EXERCISE DESCRIPTION:
Exact copies of the lines from the start of the records through the line with "positive clicks: (38, 210)" are what the answer must hold; pictures are not part of it.

EXTRACTED ENTRIES:
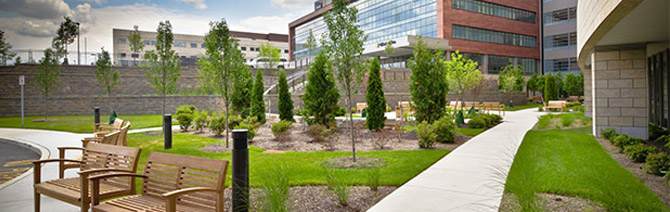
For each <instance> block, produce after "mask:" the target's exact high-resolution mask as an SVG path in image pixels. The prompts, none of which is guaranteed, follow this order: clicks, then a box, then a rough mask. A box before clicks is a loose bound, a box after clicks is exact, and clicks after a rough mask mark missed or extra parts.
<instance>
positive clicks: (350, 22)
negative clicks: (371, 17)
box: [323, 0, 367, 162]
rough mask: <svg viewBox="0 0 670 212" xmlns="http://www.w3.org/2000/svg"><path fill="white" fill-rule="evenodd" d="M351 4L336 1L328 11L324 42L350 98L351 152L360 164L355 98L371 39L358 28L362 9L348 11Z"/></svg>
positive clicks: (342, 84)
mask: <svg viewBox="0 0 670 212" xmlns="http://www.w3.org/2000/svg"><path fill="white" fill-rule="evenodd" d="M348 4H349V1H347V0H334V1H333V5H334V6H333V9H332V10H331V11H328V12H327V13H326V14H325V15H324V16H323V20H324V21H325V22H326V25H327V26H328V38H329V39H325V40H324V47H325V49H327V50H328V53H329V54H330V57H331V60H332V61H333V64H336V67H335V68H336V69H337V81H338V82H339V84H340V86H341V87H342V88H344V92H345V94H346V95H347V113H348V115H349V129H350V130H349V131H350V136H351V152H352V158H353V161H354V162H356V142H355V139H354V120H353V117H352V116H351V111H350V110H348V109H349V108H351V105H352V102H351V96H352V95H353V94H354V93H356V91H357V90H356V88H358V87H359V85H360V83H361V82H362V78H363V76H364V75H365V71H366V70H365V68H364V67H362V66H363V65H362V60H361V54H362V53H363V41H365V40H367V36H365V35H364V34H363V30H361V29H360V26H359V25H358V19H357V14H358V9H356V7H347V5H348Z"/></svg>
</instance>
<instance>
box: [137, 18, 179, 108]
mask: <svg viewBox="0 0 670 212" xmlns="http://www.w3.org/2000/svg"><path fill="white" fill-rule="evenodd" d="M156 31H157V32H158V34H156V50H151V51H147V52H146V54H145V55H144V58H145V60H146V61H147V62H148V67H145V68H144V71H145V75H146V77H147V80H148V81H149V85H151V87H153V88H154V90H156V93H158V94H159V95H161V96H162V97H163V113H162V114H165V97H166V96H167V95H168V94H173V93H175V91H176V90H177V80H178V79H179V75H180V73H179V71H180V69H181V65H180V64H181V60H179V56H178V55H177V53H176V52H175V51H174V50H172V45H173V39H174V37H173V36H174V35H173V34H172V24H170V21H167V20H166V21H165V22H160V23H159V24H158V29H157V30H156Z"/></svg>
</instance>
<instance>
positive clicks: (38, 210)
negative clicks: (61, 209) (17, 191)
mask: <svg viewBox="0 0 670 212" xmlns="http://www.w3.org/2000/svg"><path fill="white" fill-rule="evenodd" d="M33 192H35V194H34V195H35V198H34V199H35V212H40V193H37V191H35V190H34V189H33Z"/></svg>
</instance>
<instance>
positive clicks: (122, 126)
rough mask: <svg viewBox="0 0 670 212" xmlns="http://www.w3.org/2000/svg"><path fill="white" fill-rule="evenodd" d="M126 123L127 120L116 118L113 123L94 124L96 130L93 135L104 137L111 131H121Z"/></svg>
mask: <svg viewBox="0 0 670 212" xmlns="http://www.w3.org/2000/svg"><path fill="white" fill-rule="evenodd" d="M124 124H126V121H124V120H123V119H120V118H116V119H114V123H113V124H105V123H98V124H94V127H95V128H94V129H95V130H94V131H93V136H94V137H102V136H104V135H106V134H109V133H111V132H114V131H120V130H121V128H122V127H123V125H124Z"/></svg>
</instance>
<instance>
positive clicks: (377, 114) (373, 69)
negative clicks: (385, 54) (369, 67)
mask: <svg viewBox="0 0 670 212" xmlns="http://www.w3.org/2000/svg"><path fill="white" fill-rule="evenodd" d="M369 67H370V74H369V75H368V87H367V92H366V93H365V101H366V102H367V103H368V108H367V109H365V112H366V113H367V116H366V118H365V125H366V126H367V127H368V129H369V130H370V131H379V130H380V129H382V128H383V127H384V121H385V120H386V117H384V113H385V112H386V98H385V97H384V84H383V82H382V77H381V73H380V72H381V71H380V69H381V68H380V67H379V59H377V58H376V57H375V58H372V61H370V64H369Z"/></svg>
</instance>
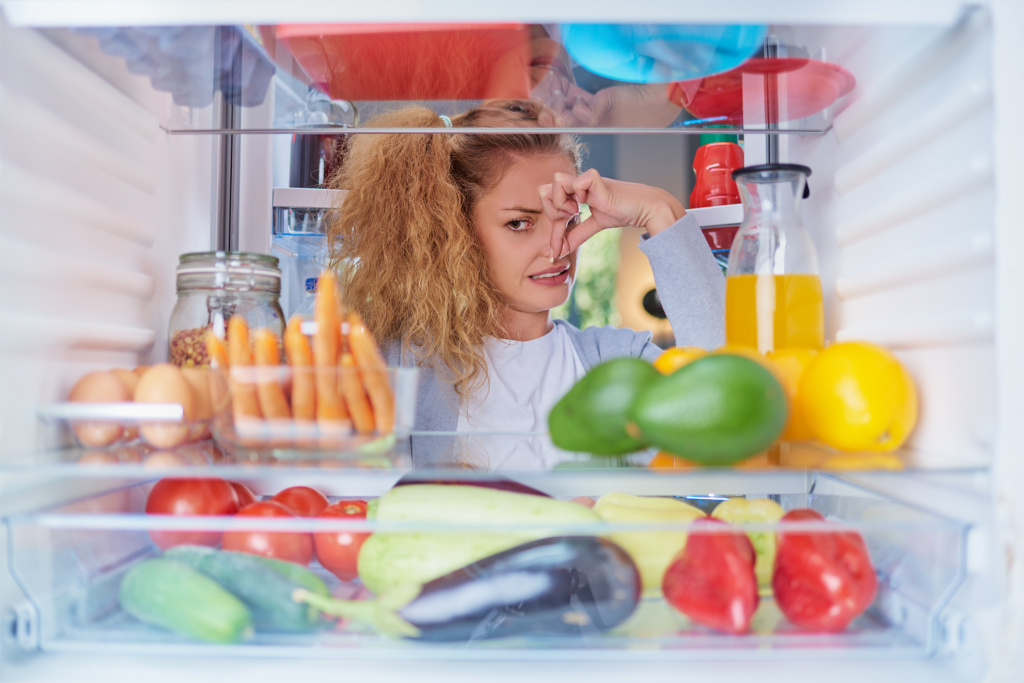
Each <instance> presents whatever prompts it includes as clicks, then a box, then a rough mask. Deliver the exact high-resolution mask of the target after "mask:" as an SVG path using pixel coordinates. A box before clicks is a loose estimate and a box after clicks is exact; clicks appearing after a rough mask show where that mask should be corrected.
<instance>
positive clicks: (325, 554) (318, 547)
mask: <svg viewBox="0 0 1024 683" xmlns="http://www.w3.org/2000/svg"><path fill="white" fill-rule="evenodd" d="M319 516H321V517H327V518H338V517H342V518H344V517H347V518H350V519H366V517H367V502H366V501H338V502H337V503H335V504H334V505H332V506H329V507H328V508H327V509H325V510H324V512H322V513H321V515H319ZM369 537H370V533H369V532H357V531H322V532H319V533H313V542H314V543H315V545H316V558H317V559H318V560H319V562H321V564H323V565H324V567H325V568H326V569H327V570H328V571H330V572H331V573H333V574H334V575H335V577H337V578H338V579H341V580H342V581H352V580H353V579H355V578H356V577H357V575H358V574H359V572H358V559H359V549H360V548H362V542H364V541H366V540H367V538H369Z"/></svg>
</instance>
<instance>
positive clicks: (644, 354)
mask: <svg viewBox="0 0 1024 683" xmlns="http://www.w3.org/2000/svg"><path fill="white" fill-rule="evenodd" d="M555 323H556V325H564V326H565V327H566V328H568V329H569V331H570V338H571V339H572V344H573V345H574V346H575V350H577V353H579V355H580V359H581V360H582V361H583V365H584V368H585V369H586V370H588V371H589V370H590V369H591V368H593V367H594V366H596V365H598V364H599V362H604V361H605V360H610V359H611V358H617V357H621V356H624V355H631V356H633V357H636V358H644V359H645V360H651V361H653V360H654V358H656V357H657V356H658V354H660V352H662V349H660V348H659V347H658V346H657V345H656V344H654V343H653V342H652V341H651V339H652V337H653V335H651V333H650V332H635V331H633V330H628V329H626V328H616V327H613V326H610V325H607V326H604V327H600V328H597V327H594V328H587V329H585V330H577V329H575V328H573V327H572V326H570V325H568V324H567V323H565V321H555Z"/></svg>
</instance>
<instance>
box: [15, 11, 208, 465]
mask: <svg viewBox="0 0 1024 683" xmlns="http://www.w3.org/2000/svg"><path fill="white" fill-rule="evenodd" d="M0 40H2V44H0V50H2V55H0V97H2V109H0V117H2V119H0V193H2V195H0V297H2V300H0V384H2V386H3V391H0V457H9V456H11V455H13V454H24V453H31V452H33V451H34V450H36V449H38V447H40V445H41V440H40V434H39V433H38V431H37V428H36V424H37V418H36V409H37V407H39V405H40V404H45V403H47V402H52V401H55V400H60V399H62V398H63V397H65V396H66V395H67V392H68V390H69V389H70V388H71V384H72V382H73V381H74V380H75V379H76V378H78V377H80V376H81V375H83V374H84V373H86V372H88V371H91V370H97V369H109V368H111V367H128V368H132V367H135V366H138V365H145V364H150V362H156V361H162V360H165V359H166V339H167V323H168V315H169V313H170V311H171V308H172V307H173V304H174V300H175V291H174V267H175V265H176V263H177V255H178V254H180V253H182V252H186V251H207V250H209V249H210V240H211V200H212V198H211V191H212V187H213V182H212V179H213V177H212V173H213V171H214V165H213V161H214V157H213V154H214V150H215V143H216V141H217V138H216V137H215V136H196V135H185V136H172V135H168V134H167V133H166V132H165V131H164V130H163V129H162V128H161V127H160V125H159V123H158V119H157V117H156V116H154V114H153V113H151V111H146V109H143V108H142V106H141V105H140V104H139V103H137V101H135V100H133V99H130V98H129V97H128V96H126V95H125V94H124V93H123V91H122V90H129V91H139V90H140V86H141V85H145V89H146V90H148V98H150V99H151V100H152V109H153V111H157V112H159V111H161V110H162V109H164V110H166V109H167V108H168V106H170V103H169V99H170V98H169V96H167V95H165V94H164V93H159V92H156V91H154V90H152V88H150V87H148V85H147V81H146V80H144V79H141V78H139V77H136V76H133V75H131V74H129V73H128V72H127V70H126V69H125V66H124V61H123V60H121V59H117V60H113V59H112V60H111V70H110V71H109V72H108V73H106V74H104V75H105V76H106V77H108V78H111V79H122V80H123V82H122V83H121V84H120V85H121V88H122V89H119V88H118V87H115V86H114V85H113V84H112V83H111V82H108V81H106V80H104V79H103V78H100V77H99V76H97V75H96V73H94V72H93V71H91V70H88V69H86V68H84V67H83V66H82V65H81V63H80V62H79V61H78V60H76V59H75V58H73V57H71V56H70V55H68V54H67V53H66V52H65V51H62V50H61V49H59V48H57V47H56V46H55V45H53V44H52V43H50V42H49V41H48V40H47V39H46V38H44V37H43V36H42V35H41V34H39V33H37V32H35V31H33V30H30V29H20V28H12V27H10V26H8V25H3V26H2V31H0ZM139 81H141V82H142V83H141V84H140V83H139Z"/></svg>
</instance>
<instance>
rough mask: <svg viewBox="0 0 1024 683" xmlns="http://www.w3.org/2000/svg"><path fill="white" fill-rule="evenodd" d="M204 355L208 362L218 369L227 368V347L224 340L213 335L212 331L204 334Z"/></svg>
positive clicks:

YOUR RESPONSE:
For each <instance> block, produce after "mask:" the target's exact high-resolution mask as an SVG path in image pixels. The prompts, none of which is guaranteed, follow this order: clicks, then a box, then a rough mask. A box before clicks is a loose bound, a box after clicks is exact, and clicks after a rough mask mark missed or extra parts.
<instance>
positive clicks: (350, 22)
negative clicks: (371, 17)
box: [323, 0, 367, 162]
rough mask: <svg viewBox="0 0 670 212" xmlns="http://www.w3.org/2000/svg"><path fill="white" fill-rule="evenodd" d="M351 4L336 1L328 11L324 42L350 98L351 152L360 164L355 98L371 39L358 28L362 9L348 11Z"/></svg>
positive clicks: (342, 84)
mask: <svg viewBox="0 0 670 212" xmlns="http://www.w3.org/2000/svg"><path fill="white" fill-rule="evenodd" d="M348 4H349V1H347V0H334V1H333V5H334V6H333V9H332V10H331V11H328V12H327V13H326V14H325V15H324V16H323V20H324V21H325V22H326V25H327V26H328V38H329V39H325V40H324V47H325V49H327V50H328V53H329V54H330V57H331V60H332V61H333V64H336V67H335V68H336V69H337V81H338V82H339V84H340V86H341V87H342V88H344V92H345V94H346V95H347V113H348V115H349V129H350V130H349V131H350V136H351V152H352V158H353V161H354V162H356V142H355V139H354V120H353V117H352V116H351V111H350V110H348V109H349V108H351V105H352V102H351V96H352V95H353V94H354V93H356V91H357V90H356V88H358V87H359V85H360V83H361V82H362V78H363V76H364V75H365V71H366V70H365V68H364V67H362V66H363V65H362V60H361V54H362V53H363V41H365V40H367V36H365V35H364V34H363V30H361V29H360V26H359V25H358V19H357V14H358V9H356V7H347V5H348Z"/></svg>
</instance>
<instance>
box: [137, 18, 179, 108]
mask: <svg viewBox="0 0 670 212" xmlns="http://www.w3.org/2000/svg"><path fill="white" fill-rule="evenodd" d="M156 31H157V32H158V34H156V50H151V51H147V52H146V54H145V55H144V58H145V60H146V61H147V62H148V67H145V68H144V71H145V75H146V77H147V80H148V81H149V85H151V87H153V88H154V90H156V93H158V94H159V95H161V96H162V97H163V113H162V114H165V97H166V96H167V95H168V94H173V93H175V91H176V90H177V80H178V79H179V75H180V73H179V71H180V69H181V65H180V64H181V60H179V56H178V55H177V53H176V52H175V51H174V50H172V45H173V39H174V37H173V36H174V35H173V34H172V24H170V21H167V20H166V21H165V22H160V23H159V24H158V29H157V30H156Z"/></svg>
</instance>
<instance>
positive clicks: (38, 210)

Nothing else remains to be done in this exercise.